GRUPPO DI COMPITI
1. Nella discussione su «cliente fisso», quale espressione si trova nel dizionario di e-marketing citato da Nicuzza22?
2. Stampa dalla discussione su «cliente fisso» il passo che va da "Come si può" a "riscontri su Google...".
____ TESTO DELLA PAGINA
# cliente fisso



## Kiky

Come si può tradurre in francese l'espressione 'cliente fisso', clienti con i quali c'è una collaborazione abituale?
Forse 'client fixe', ma trovo pochi riscontri su Google...


----------



## Nicuzza22

ciao, forse mi sbaglio o non capisco bene cosa intendi "collaborazione con un cliente", però nel dizionario di e-marketing si trova "client fidèle", non so se è quello il senso che ti occorre:
http://www.e-marketing.fr/xml/Definition-Glossaire/6425/Client-fidele/


----------



## Kiky

Grazie. per 'cliente fisso' (privato o impresa) intendo dire un cliente che usufruisce di un servizio da parte di un'impresa o di un professionista con una certa regolarità.


----------



## Corsicum

Pour une stratégie marketing ou l’évaluation de la valeur d’une société c’est la « _clientèle fidélisée _» qui a de l’importance.
________
____ DATI ARCHIVIATI
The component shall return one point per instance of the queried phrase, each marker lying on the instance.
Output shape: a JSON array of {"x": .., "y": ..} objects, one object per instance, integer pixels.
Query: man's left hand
________
RISPOSTE COMPLETE
1. «client fidèle»

2.
Come si può tradurre in francese l'espressione 'cliente fisso', clienti con i quali c'è una collaborazione abituale?
Forse 'client fixe', ma trovo pochi riscontri su Google...